● **YOUR GOAL**
Pull out the stretch of lines from the first line through the line containing "column 104, row 233", both ends included, and reproduce it verbatim, leaving out the pictures.

>> start DATA ENTRIES

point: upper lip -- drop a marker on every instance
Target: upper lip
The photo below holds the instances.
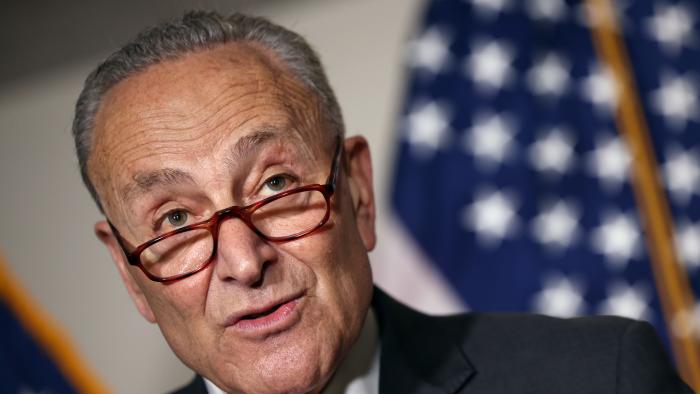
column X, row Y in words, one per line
column 236, row 317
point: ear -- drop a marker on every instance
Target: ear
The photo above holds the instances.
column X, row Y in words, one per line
column 359, row 174
column 104, row 233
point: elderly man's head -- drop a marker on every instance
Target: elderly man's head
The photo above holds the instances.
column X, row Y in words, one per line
column 185, row 126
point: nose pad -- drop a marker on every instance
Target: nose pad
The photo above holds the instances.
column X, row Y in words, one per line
column 241, row 255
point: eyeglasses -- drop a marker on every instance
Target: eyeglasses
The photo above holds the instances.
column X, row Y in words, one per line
column 285, row 216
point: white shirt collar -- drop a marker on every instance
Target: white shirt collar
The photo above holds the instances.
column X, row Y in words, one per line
column 358, row 373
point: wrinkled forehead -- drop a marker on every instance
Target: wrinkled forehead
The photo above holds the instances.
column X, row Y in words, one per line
column 199, row 101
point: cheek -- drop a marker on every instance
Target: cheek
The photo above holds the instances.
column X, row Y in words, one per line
column 179, row 304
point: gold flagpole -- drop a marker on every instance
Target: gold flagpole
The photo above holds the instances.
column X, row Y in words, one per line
column 47, row 334
column 671, row 281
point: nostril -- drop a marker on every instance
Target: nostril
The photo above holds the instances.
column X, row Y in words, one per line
column 261, row 278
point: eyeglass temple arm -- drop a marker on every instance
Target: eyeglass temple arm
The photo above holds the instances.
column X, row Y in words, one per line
column 120, row 241
column 335, row 169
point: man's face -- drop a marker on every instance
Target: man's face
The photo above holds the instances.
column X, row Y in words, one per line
column 221, row 128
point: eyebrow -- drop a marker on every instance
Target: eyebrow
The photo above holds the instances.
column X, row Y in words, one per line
column 249, row 144
column 144, row 182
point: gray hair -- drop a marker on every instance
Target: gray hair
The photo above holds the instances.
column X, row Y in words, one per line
column 193, row 32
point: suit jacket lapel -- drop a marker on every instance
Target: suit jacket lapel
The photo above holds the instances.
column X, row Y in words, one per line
column 419, row 353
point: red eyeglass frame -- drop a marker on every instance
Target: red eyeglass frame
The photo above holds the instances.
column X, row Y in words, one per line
column 213, row 224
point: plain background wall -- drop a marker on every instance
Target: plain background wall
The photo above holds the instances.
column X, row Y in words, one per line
column 47, row 217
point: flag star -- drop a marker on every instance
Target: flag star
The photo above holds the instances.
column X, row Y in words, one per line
column 682, row 174
column 553, row 153
column 430, row 51
column 492, row 216
column 672, row 27
column 557, row 226
column 687, row 322
column 550, row 76
column 490, row 139
column 676, row 99
column 610, row 162
column 546, row 10
column 560, row 297
column 427, row 128
column 618, row 239
column 627, row 301
column 489, row 65
column 601, row 89
column 490, row 8
column 688, row 244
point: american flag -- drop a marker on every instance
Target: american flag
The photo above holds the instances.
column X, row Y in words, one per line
column 512, row 176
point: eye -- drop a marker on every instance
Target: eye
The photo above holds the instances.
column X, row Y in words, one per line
column 177, row 218
column 276, row 183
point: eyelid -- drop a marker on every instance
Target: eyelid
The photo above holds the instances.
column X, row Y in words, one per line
column 158, row 220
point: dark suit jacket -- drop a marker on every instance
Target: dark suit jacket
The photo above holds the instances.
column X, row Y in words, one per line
column 514, row 354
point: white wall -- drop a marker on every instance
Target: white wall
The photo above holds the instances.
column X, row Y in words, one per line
column 46, row 216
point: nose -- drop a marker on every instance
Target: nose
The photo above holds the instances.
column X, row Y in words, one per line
column 241, row 256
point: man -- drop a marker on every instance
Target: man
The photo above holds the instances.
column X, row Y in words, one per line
column 240, row 221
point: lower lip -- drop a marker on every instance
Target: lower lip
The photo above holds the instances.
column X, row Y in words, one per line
column 277, row 320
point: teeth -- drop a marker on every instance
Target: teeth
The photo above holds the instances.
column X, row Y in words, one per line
column 261, row 314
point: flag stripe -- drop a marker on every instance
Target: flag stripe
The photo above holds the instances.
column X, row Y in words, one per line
column 673, row 285
column 47, row 334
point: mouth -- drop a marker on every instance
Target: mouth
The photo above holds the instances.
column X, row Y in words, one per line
column 268, row 319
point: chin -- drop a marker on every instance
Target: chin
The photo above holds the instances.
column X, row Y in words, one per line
column 297, row 369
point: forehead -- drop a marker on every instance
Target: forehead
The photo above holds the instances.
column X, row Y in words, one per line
column 194, row 104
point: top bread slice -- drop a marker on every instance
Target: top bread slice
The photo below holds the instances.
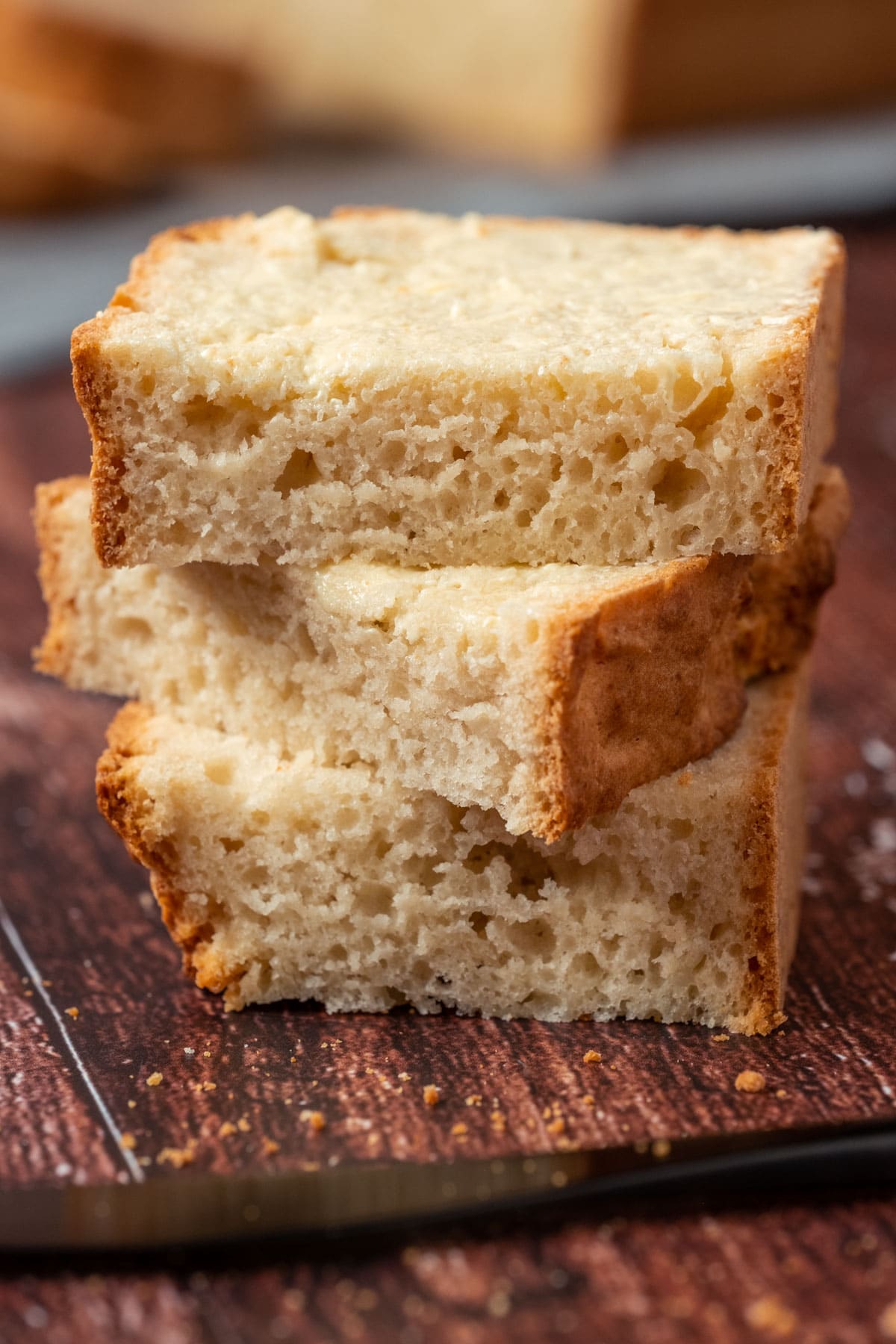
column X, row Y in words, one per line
column 547, row 694
column 408, row 388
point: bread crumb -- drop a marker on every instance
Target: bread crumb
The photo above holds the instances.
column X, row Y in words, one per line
column 176, row 1157
column 770, row 1315
column 887, row 1322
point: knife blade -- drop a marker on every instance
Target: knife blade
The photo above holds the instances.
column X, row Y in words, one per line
column 203, row 1210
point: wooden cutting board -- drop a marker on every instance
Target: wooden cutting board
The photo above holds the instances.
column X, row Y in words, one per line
column 114, row 1068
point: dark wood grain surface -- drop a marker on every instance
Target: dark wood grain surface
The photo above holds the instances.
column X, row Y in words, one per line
column 78, row 932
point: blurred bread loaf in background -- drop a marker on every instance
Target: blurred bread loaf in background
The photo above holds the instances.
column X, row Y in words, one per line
column 547, row 84
column 93, row 109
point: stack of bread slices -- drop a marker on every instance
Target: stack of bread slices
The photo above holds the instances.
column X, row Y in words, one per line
column 464, row 576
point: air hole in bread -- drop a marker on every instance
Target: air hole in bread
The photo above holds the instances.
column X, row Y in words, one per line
column 301, row 470
column 679, row 485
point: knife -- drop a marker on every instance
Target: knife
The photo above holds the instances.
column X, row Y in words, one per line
column 195, row 1210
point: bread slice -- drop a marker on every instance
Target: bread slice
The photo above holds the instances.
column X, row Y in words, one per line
column 544, row 692
column 293, row 880
column 408, row 388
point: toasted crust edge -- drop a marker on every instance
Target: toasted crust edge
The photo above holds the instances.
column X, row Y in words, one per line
column 127, row 806
column 741, row 617
column 55, row 652
column 773, row 843
column 808, row 393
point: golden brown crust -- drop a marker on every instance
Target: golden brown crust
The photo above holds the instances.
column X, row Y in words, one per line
column 57, row 650
column 656, row 678
column 94, row 385
column 641, row 688
column 774, row 843
column 778, row 623
column 802, row 385
column 127, row 808
column 771, row 838
column 648, row 683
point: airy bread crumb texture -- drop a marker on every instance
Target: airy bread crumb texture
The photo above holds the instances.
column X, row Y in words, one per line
column 304, row 882
column 543, row 692
column 408, row 388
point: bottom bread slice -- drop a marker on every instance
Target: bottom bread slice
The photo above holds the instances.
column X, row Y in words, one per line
column 289, row 880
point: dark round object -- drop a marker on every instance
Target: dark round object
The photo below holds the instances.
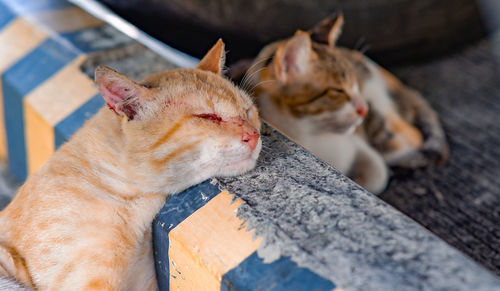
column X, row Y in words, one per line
column 392, row 30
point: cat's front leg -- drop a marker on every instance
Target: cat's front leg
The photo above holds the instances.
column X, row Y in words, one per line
column 369, row 169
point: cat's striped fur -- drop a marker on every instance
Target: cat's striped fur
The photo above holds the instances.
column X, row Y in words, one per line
column 318, row 94
column 83, row 221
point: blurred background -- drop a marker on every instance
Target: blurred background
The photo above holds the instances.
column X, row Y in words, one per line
column 393, row 31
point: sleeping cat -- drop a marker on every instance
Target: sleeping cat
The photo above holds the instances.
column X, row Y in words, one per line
column 318, row 94
column 83, row 221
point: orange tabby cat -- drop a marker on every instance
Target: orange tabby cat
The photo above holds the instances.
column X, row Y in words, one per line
column 83, row 221
column 318, row 94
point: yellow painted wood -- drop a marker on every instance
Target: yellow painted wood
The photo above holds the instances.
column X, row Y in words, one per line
column 64, row 20
column 39, row 136
column 62, row 93
column 50, row 103
column 16, row 40
column 209, row 243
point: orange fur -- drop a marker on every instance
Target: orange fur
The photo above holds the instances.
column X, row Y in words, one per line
column 83, row 221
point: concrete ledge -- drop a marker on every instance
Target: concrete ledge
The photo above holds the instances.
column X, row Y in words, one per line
column 292, row 224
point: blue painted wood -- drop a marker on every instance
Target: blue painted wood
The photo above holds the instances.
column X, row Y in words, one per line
column 31, row 71
column 281, row 275
column 6, row 15
column 177, row 208
column 69, row 125
column 33, row 6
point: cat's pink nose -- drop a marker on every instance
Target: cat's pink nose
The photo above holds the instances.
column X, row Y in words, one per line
column 360, row 106
column 251, row 138
column 362, row 110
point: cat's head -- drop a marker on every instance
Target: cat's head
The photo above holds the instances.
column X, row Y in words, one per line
column 313, row 80
column 183, row 126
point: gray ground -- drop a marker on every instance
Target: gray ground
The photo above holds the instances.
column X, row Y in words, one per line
column 460, row 202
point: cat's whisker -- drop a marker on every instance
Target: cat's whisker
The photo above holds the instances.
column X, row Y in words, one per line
column 262, row 82
column 248, row 80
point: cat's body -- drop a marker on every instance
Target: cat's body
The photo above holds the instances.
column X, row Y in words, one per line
column 317, row 94
column 83, row 221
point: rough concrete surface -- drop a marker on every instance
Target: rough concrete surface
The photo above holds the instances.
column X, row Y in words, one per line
column 306, row 210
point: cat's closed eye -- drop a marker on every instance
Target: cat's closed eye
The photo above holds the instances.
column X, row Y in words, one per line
column 210, row 116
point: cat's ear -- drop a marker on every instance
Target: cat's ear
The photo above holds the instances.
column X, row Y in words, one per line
column 292, row 57
column 328, row 30
column 121, row 94
column 214, row 60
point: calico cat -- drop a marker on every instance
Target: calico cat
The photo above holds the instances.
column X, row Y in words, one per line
column 318, row 94
column 83, row 221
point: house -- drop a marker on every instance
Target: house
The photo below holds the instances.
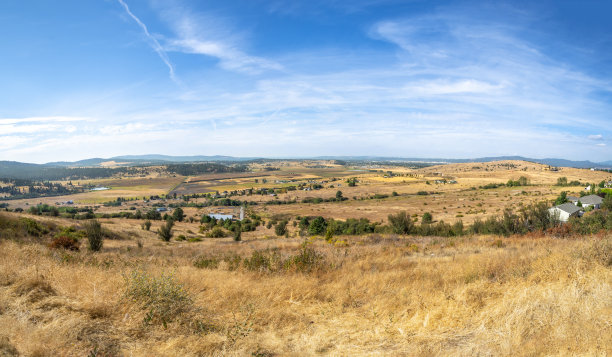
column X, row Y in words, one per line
column 591, row 201
column 565, row 211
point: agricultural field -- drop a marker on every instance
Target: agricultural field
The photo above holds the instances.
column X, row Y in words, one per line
column 291, row 278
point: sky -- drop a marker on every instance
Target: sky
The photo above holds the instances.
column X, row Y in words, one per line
column 270, row 78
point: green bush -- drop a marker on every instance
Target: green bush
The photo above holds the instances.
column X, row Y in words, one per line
column 165, row 231
column 206, row 263
column 93, row 230
column 401, row 223
column 217, row 232
column 162, row 296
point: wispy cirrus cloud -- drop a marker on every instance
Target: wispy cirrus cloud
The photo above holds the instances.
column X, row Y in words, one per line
column 151, row 39
column 204, row 35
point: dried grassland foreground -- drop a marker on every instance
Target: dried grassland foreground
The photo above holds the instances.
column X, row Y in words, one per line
column 376, row 294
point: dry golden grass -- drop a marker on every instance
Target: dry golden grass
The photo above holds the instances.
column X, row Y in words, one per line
column 384, row 295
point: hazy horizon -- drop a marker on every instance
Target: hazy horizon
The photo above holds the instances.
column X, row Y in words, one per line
column 283, row 79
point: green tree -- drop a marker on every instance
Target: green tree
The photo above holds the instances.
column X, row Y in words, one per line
column 95, row 238
column 317, row 226
column 607, row 203
column 165, row 231
column 178, row 214
column 281, row 228
column 561, row 199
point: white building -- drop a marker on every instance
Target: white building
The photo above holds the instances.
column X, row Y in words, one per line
column 565, row 211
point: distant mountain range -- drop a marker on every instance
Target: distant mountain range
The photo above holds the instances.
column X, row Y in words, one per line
column 131, row 160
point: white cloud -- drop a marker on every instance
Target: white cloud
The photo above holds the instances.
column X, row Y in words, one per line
column 152, row 40
column 213, row 40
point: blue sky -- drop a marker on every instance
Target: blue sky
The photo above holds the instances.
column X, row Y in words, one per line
column 454, row 79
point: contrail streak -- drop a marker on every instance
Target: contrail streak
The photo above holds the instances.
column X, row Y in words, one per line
column 154, row 43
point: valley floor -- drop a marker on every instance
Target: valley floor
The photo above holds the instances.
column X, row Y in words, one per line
column 369, row 295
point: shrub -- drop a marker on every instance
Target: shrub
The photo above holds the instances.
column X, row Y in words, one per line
column 64, row 242
column 93, row 230
column 206, row 263
column 165, row 231
column 32, row 227
column 263, row 260
column 217, row 232
column 401, row 223
column 162, row 296
column 317, row 226
column 307, row 260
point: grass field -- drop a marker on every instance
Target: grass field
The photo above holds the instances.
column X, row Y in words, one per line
column 374, row 294
column 377, row 295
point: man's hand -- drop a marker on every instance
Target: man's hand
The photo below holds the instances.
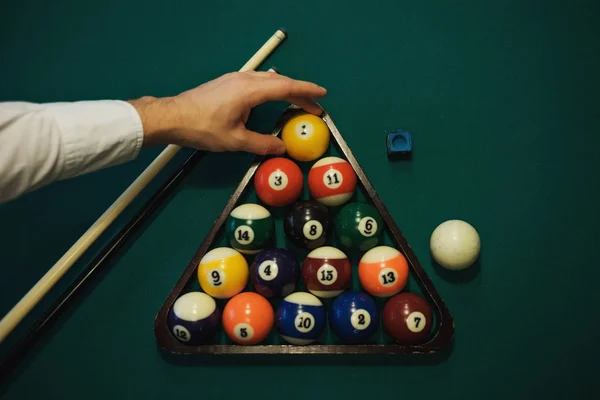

>> end DATA ENTRIES

● **RESULT FOR THIS EXERCISE**
point: upper lip -- drop a marker on every instance
Target: upper lip
The photo below holds the instances.
column X, row Y in words, one per line
column 236, row 317
point: ear -- drop a marker on every instance
Target: ear
The photo above holds the instances.
column X, row Y in words, one per line
column 359, row 174
column 104, row 233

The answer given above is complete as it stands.